**YOUR TASKS**
**a)** According to the glossary on synthetic EEG data, why is FID unreliable for EEG?
**b)** Continue the glossary on synthetic EEG data from where it stops.
** Opening STUDY TEXT block **
FID is a single number that says “how far apart are the real and fake data distributions?” Lower = more similar = better fakes. It was designed for images and works great there, but for EEG data it’s unreliable because it depends on a feature extractor that was trained on photos, not brain signals. That’s why we use other metrics instead.

Heusel et al., 2017. Synthetic data validation taxonomy (fidelity, utility, privacy) discussed in Gonzales et al., 2023.

KL Divergence (Kullback-Leibler Divergence)

A measure of how one probability distribution differs from another. In this thesis it serves two purposes: (1) as part of the VAE training loss (regularizing the latent space to follow a standard distribution), and (2) as a spectral evaluation metric (measuring how different the PSD of synthetic data is from real data, per frequency band).

In plain terms…

KL divergence answers: “How surprised would I be if I thought the data came from distribution A, but it actually came from distribution B?” If the two distributions are identical, the answer is zero (no surprise). If they’re very different, the number is large. We use it both to train the VAE and to check whether synthetic signals have the same frequency profile as real ones.

Kullback & Leibler, 1951. Used as a VAE objective component by Kingma & Welling, 2014.

Latent Space

A compressed, lower-dimensional representation of the data learned by an encoder network. Instead of generating directly in the high-dimensional signal space (23 channels × 1024 samples = 23,552 values), models like CVAE and LDM work in a much smaller latent space (e.g., 128 dimensions), then decode back to signal space. This makes generation faster and more stable because the model only needs to learn the structure of a compact representation, not every sample value.

In plain terms…

A latent space is like a set of sliders on a mixing board. Each slider controls one abstract property of the signal (maybe one controls “spikiness,” another controls “speed”). Instead of working with the full 23,552-number signal directly, the model learns to describe it with just 128 slider positions. Moving the sliders creates new, valid signals - and because there are only 128 to worry about instead of 23,552, the model’s job becomes much easier.

Concept formalized for generation by Kingma & Welling, 2014 and Rombach et al., 2022. Applied to medical time-series by Bing et al., 2022 (HealthGen); to synthetic EEG by Carrle et al., 2023.
** Closing STUDY TEXT block **
** Opening LISTED ENTRIES block **
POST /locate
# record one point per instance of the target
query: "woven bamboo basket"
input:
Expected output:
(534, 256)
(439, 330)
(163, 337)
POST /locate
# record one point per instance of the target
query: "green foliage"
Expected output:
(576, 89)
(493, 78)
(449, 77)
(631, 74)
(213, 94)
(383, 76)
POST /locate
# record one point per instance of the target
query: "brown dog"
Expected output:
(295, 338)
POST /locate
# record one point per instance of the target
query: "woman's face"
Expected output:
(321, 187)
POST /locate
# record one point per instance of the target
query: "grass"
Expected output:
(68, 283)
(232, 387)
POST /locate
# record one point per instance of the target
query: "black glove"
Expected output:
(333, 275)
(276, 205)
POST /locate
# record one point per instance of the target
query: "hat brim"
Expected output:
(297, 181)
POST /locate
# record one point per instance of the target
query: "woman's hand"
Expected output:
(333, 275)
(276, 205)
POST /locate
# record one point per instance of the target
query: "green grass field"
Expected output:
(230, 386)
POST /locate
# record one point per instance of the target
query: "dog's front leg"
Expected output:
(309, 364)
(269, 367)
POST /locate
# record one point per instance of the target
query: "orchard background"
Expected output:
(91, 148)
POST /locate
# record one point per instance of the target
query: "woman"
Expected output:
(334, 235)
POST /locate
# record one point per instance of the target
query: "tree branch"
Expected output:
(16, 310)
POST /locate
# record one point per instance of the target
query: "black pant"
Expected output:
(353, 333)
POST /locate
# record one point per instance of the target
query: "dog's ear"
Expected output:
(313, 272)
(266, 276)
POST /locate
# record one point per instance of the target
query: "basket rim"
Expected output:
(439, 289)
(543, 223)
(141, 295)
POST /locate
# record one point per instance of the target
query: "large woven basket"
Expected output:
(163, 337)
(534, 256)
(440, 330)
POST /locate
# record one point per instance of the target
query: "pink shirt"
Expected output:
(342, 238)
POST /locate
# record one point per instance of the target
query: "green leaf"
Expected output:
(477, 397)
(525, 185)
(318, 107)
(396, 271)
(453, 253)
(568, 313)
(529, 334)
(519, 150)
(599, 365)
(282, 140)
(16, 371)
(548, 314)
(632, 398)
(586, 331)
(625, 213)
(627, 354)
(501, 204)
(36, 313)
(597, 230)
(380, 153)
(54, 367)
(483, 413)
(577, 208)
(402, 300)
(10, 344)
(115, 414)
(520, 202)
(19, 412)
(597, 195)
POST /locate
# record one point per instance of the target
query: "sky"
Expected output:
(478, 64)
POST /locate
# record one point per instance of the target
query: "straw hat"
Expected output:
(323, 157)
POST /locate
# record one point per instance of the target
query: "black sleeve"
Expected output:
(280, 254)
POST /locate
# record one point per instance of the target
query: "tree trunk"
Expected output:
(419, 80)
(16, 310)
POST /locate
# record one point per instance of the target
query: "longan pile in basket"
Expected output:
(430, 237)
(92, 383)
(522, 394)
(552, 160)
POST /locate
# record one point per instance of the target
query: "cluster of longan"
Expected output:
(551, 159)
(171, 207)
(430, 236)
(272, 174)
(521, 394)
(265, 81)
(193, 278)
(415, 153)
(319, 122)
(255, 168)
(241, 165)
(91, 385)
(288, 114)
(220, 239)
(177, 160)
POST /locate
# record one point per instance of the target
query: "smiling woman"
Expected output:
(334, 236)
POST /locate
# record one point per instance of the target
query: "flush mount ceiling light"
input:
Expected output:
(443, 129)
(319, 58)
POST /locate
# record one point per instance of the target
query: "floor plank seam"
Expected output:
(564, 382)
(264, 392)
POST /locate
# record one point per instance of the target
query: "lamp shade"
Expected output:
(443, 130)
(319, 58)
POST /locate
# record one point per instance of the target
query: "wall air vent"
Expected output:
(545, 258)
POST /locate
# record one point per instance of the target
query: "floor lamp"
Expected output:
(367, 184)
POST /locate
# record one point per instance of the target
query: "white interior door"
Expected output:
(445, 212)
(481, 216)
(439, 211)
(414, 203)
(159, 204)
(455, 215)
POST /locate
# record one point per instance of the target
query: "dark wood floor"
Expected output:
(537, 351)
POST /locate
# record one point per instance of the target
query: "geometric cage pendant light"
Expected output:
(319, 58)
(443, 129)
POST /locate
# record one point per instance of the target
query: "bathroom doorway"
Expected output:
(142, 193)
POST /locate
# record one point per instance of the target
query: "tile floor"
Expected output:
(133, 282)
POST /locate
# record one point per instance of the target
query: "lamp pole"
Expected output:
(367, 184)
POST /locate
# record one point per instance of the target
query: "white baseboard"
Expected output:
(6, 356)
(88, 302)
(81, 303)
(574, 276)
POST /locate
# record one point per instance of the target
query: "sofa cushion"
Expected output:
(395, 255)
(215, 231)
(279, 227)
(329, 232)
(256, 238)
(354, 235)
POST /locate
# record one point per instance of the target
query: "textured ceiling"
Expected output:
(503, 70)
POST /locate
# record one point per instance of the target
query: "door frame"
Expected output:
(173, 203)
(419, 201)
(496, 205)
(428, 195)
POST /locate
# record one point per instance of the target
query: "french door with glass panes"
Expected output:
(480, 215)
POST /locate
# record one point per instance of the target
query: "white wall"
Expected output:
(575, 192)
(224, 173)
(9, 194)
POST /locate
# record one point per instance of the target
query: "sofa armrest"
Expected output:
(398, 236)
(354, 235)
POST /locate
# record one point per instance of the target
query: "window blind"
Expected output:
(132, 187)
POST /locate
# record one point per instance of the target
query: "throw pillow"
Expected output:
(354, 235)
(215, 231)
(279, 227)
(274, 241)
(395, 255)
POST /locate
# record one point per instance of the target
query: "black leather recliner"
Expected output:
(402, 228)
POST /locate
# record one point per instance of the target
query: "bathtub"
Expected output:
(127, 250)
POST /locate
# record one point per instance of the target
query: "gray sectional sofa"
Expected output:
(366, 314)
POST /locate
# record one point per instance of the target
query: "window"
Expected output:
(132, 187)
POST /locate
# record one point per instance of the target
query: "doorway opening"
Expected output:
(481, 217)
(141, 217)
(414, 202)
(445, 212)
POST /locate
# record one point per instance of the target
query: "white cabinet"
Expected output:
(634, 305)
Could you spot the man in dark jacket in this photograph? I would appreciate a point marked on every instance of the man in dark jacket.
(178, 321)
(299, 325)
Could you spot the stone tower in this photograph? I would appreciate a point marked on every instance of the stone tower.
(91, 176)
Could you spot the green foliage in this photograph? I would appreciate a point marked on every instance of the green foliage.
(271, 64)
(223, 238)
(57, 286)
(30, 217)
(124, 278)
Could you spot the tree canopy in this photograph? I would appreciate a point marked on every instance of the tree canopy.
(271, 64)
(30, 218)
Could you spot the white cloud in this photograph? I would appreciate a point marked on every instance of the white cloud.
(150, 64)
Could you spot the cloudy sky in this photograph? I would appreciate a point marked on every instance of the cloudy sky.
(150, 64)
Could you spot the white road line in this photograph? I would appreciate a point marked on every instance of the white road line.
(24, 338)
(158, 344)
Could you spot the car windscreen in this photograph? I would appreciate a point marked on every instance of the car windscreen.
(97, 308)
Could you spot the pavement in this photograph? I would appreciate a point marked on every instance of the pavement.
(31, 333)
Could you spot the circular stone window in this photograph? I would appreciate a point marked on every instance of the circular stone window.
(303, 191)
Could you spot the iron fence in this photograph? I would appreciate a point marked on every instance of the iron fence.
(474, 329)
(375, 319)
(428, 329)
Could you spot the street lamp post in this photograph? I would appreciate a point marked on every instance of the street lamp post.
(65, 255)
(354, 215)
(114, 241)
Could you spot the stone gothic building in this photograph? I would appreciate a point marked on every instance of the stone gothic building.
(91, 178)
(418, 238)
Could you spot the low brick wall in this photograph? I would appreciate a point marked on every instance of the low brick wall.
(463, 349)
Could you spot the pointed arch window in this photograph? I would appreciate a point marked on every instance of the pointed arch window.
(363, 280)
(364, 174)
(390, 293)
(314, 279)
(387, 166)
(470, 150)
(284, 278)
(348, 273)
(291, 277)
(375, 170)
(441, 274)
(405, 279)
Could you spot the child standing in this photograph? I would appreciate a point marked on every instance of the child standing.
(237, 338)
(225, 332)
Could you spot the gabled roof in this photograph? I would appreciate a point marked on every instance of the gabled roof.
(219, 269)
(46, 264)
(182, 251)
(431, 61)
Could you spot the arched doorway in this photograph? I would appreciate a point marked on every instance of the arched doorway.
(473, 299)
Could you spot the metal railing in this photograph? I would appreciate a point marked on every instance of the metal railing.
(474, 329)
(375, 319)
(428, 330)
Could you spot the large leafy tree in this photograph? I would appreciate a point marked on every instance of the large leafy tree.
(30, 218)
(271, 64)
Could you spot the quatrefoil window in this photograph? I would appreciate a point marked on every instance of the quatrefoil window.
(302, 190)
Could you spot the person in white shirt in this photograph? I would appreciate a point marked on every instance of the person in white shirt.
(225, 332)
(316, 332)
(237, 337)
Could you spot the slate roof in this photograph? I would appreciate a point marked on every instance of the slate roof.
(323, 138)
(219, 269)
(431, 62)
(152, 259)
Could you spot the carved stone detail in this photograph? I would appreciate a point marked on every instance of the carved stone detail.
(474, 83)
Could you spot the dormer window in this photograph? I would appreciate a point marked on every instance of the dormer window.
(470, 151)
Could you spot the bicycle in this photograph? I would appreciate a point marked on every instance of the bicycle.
** Closing LISTED ENTRIES block **
**YOUR RESPONSES**
**a)** It depends on a feature extractor that was trained on photos, not brain signals.

**b)**
Linear Probe

A simple linear classifier trained on top of frozen feature representations (embeddings) from a neural network. Used to test what information those representations encode without modifying the network itself. In E7, a linear probe trained to identify patients from detector embeddings reveals whether the detector relies on subject-specific signatures.

In plain terms…

Imagine you trained a dog to fetch “seizure balls.” A linear probe asks: “Can the dog also tell which person threw the ball, even though we never taught it that?” If yes, the dog is secretly using person-specific cues (like smell) rather than just ball-related cues. In E7, we check whether our seizure detector is secretly recognizing which patient the signal belongs to, rather than learning truly general seizure patterns.

Alain & Bengio, 2017. Used here for subject-identity memorization detection (E7).

ELBO (Evidence Lower Bound)

The training objective for Variational Autoencoders. It balances two goals: (1) reconstruction quality (the decoded output should match the input) and (2) latent space regularity (the encoder should produce latent codes that follow a smooth, standard distribution). KL annealing is a technique to gradually increase the weight of the regularity term, preventing the common failure mode of “posterior collapse” where the model ignores the latent space entirely.

In plain terms…

The VAE has two competing homework assignments: (1) “make the output look like the input” (reconstruction), and (2) “keep the summaries organized and tidy” (regularity). If you only care about #1, the summaries become chaotic and you can’t generate new data. If you only care about #2, the outputs are blurry. ELBO is the combined grade that balances both. KL annealing is like easing into assignment #2 slowly so the model doesn’t panic and give up on the summaries entirely.

Kingma & Welling, 2014. KL annealing: Bowman et al., 2016.

DDPM/ DDIM (Denoising Diffusion Probabilistic/ Implicit Model)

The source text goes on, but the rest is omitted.